Problem requirements »
Retype each entry. Leave every word as it is.

Start of Block

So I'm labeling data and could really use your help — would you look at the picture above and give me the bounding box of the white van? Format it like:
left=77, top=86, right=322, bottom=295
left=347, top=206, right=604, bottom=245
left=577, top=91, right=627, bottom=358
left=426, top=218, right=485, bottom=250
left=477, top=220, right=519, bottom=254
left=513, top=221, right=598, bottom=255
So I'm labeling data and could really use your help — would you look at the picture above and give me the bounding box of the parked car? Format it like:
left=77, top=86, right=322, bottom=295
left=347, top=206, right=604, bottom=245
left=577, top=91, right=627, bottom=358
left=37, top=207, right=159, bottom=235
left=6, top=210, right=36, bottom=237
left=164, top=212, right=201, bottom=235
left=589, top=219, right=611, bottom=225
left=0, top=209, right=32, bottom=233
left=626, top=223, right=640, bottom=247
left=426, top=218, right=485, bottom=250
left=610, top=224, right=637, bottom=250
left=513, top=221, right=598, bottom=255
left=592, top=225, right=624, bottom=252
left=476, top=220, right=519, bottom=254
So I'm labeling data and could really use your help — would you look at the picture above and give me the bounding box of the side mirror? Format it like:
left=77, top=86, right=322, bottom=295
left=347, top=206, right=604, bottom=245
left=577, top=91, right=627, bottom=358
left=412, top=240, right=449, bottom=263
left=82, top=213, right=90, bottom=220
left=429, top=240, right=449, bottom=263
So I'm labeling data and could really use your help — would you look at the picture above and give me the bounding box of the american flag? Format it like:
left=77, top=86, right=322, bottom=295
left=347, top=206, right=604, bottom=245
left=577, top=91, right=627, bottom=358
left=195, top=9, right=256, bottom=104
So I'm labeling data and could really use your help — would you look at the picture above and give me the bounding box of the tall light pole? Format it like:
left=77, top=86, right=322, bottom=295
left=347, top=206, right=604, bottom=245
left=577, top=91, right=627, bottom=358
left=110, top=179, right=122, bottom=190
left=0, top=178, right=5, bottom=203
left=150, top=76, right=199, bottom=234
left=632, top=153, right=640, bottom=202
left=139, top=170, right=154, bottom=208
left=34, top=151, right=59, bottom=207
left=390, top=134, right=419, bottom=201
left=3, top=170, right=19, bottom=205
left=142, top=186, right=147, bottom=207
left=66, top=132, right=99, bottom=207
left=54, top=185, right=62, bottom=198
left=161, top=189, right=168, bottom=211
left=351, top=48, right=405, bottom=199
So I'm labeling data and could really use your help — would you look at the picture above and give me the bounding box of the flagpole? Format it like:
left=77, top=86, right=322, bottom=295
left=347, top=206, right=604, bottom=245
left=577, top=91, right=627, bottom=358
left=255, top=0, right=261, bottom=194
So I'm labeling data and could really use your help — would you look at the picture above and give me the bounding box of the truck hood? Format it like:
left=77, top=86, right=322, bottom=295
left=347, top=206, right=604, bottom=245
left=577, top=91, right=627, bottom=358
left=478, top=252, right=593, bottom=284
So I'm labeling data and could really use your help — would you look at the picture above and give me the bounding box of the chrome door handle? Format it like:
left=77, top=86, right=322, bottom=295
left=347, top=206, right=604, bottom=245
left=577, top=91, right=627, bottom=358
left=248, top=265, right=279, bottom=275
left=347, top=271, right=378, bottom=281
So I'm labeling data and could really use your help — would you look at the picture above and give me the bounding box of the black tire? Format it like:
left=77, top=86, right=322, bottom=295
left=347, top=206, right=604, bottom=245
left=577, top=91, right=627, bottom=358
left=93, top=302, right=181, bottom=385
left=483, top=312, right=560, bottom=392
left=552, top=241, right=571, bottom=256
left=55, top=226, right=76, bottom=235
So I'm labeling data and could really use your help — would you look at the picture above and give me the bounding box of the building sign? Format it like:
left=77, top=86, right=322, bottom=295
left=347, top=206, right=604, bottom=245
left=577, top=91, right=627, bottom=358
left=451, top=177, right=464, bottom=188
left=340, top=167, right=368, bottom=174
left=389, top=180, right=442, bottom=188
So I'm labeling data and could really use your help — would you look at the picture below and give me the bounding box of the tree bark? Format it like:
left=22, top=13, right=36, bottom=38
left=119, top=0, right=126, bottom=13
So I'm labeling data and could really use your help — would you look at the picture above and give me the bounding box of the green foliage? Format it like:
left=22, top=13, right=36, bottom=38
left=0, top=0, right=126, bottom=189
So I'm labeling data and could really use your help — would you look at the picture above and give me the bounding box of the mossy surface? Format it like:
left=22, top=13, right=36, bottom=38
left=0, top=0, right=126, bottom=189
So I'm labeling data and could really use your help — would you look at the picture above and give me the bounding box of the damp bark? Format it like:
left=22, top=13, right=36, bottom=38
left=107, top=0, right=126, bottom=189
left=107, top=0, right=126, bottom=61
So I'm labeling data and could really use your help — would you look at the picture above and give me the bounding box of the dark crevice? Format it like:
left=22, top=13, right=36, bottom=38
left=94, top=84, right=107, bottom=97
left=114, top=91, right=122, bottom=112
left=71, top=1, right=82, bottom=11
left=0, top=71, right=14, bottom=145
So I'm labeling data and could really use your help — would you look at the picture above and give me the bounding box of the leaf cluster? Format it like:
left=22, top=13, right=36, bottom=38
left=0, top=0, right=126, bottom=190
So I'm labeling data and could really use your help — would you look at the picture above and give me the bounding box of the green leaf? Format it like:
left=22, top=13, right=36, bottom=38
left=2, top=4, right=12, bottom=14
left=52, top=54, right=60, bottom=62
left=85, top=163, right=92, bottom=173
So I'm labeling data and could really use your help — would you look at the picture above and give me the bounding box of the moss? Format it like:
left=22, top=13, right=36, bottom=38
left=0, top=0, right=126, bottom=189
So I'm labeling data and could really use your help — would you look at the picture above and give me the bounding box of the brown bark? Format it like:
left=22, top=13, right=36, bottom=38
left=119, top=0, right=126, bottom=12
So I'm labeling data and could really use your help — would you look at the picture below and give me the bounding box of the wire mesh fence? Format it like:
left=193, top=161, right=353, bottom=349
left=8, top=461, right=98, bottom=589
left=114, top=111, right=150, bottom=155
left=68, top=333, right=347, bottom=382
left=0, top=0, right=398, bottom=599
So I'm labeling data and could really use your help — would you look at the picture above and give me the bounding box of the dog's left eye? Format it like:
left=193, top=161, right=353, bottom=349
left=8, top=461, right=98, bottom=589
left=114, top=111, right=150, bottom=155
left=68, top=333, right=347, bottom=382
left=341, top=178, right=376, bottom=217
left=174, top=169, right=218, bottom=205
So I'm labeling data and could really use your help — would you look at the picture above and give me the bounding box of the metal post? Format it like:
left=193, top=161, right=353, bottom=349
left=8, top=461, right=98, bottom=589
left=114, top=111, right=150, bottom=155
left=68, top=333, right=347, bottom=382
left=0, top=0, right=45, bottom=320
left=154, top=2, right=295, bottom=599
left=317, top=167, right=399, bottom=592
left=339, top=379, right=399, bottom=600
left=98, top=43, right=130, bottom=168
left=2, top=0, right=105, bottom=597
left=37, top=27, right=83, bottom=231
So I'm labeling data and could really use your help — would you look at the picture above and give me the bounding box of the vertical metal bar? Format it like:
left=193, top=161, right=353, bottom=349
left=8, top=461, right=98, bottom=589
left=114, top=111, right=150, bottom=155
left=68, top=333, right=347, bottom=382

End of Block

Answer to the exercise »
So I'm labeling data and could really use your help — would you look at the picture above and give me the bounding box of the white van? Format it like:
left=77, top=86, right=322, bottom=295
left=347, top=206, right=604, bottom=245
left=577, top=91, right=627, bottom=358
left=426, top=218, right=485, bottom=250
left=477, top=220, right=519, bottom=254
left=513, top=221, right=598, bottom=255
So I'm labeling data and could really use your help — would you look at the picture above and give me the bounding box of the parked car? Format it like:
left=77, top=86, right=322, bottom=295
left=347, top=206, right=604, bottom=245
left=577, top=91, right=627, bottom=358
left=37, top=207, right=159, bottom=235
left=6, top=210, right=36, bottom=237
left=164, top=212, right=201, bottom=235
left=589, top=219, right=611, bottom=225
left=0, top=209, right=32, bottom=233
left=626, top=223, right=640, bottom=247
left=426, top=218, right=485, bottom=250
left=610, top=224, right=637, bottom=250
left=513, top=221, right=598, bottom=255
left=592, top=225, right=624, bottom=252
left=476, top=220, right=519, bottom=254
So I'm labeling data and could really use your help — would you look at the picture above and give me the bounding box of the side mirror? Format it like:
left=77, top=86, right=322, bottom=295
left=347, top=206, right=604, bottom=245
left=577, top=91, right=627, bottom=358
left=412, top=240, right=449, bottom=263
left=82, top=213, right=90, bottom=220
left=429, top=240, right=449, bottom=263
So I'm labeling data and could really use your help — would you look at the picture above and give me the bounding box of the american flag? Format it like:
left=77, top=86, right=322, bottom=295
left=347, top=206, right=604, bottom=245
left=577, top=91, right=627, bottom=358
left=195, top=9, right=256, bottom=104
So I'm labeling data and could really use your help — would you look at the picture above and give me the bounding box of the tall light pole? Format it like:
left=77, top=86, right=322, bottom=295
left=347, top=206, right=604, bottom=245
left=577, top=91, right=627, bottom=358
left=110, top=179, right=122, bottom=190
left=0, top=178, right=5, bottom=203
left=150, top=76, right=199, bottom=234
left=632, top=153, right=640, bottom=202
left=139, top=170, right=154, bottom=208
left=34, top=151, right=59, bottom=207
left=390, top=134, right=419, bottom=201
left=3, top=170, right=19, bottom=205
left=142, top=186, right=147, bottom=207
left=66, top=132, right=99, bottom=207
left=54, top=185, right=62, bottom=198
left=161, top=189, right=168, bottom=211
left=351, top=48, right=405, bottom=199
So I'm labeling data and could really use your help — would you look at the picture above and give me the bounding box of the flagpole? Format it like:
left=77, top=86, right=322, bottom=295
left=347, top=206, right=604, bottom=245
left=577, top=91, right=627, bottom=358
left=255, top=0, right=261, bottom=194
So I'm labeling data and could really use your help — would you look at the picture above and give me the bounding box of the truck hood? Format it like:
left=77, top=86, right=322, bottom=295
left=347, top=206, right=604, bottom=245
left=577, top=91, right=627, bottom=358
left=478, top=252, right=593, bottom=284
So I'm labeling data and could really use your help — would you look at the picture above and give me the bounding box of the chrome door handle? Format it like:
left=77, top=86, right=322, bottom=295
left=347, top=206, right=604, bottom=245
left=577, top=91, right=627, bottom=358
left=248, top=265, right=279, bottom=275
left=347, top=271, right=378, bottom=281
So I'm labeling data and could really use your help — would you look at the picture above and give me the bounding box of the black tire? Format it like:
left=77, top=86, right=322, bottom=295
left=347, top=206, right=604, bottom=245
left=577, top=91, right=627, bottom=358
left=93, top=302, right=181, bottom=385
left=483, top=312, right=560, bottom=392
left=552, top=241, right=571, bottom=256
left=55, top=226, right=76, bottom=235
So I'm labeling data and could really use your help — would you look at the picture above and give me the bounding box of the building sign? Format it like:
left=77, top=86, right=322, bottom=295
left=347, top=206, right=604, bottom=245
left=577, top=91, right=627, bottom=358
left=451, top=177, right=464, bottom=188
left=340, top=167, right=368, bottom=174
left=389, top=180, right=442, bottom=188
So I'm labeling data and could really use your help — would you look at the picture below and give me the bounding box of the tree bark? Format it like:
left=22, top=13, right=36, bottom=38
left=119, top=0, right=126, bottom=13
So I'm labeling data and could really use your help — would you look at the picture above and give me the bounding box of the green foliage? Format it like:
left=22, top=13, right=36, bottom=38
left=0, top=0, right=126, bottom=189
So I'm labeling data and could really use your help — would you look at the picture above and give me the bounding box of the mossy surface? Format it like:
left=22, top=13, right=36, bottom=38
left=0, top=0, right=126, bottom=189
So I'm labeling data and could really use your help — would you look at the picture above and give me the bounding box of the damp bark? Format it like:
left=22, top=13, right=36, bottom=38
left=107, top=0, right=126, bottom=189
left=107, top=0, right=126, bottom=61
So I'm labeling data and could really use your help — would you look at the picture above and give me the bounding box of the dark crevice? Format it like:
left=22, top=13, right=36, bottom=38
left=94, top=84, right=107, bottom=97
left=114, top=91, right=122, bottom=112
left=71, top=1, right=82, bottom=11
left=0, top=71, right=14, bottom=145
So I'm labeling data and could really use your help — would you look at the picture above and give me the bounding box of the leaf cluster? Format it like:
left=22, top=13, right=36, bottom=38
left=0, top=0, right=126, bottom=190
So I'm labeling data and could really use your help — would you look at the picture above and give me the bounding box of the green leaf? Format it like:
left=22, top=13, right=36, bottom=38
left=2, top=4, right=12, bottom=14
left=52, top=54, right=60, bottom=62
left=85, top=163, right=92, bottom=173
So I'm labeling data and could really use your help — would you look at the picture above and give me the bounding box of the moss? Format it like:
left=22, top=13, right=36, bottom=38
left=0, top=0, right=126, bottom=189
So I'm labeling data and could really use your help — would you look at the picture above and give me the bounding box of the brown bark? Format it like:
left=22, top=13, right=36, bottom=38
left=119, top=0, right=126, bottom=12
So I'm labeling data and could really use your help — would you look at the picture below and give me the bounding box of the wire mesh fence? Format it like:
left=193, top=161, right=353, bottom=349
left=8, top=461, right=98, bottom=589
left=114, top=111, right=150, bottom=155
left=68, top=333, right=347, bottom=382
left=0, top=0, right=398, bottom=599
So I'm labeling data and could really use your help — would you look at the picture above and give me the bounding box of the dog's left eye? Format it like:
left=193, top=161, right=353, bottom=349
left=8, top=461, right=98, bottom=589
left=114, top=111, right=150, bottom=155
left=68, top=333, right=347, bottom=382
left=341, top=178, right=376, bottom=217
left=174, top=169, right=218, bottom=205
So I'm labeling data and could really use your help — would you look at the picture above and give me the bounding box of the metal post? Format it like:
left=193, top=161, right=353, bottom=349
left=8, top=461, right=98, bottom=589
left=114, top=111, right=150, bottom=155
left=68, top=333, right=347, bottom=382
left=0, top=0, right=45, bottom=320
left=154, top=2, right=295, bottom=599
left=317, top=167, right=399, bottom=592
left=339, top=379, right=399, bottom=600
left=98, top=43, right=130, bottom=168
left=2, top=0, right=105, bottom=597
left=37, top=27, right=83, bottom=231
So I'm labeling data and could really use your help — would you look at the picture above and give me the bounding box of the vertical metal bar? Format it like:
left=193, top=161, right=353, bottom=349
left=8, top=461, right=98, bottom=589
left=114, top=111, right=150, bottom=155
left=68, top=333, right=347, bottom=382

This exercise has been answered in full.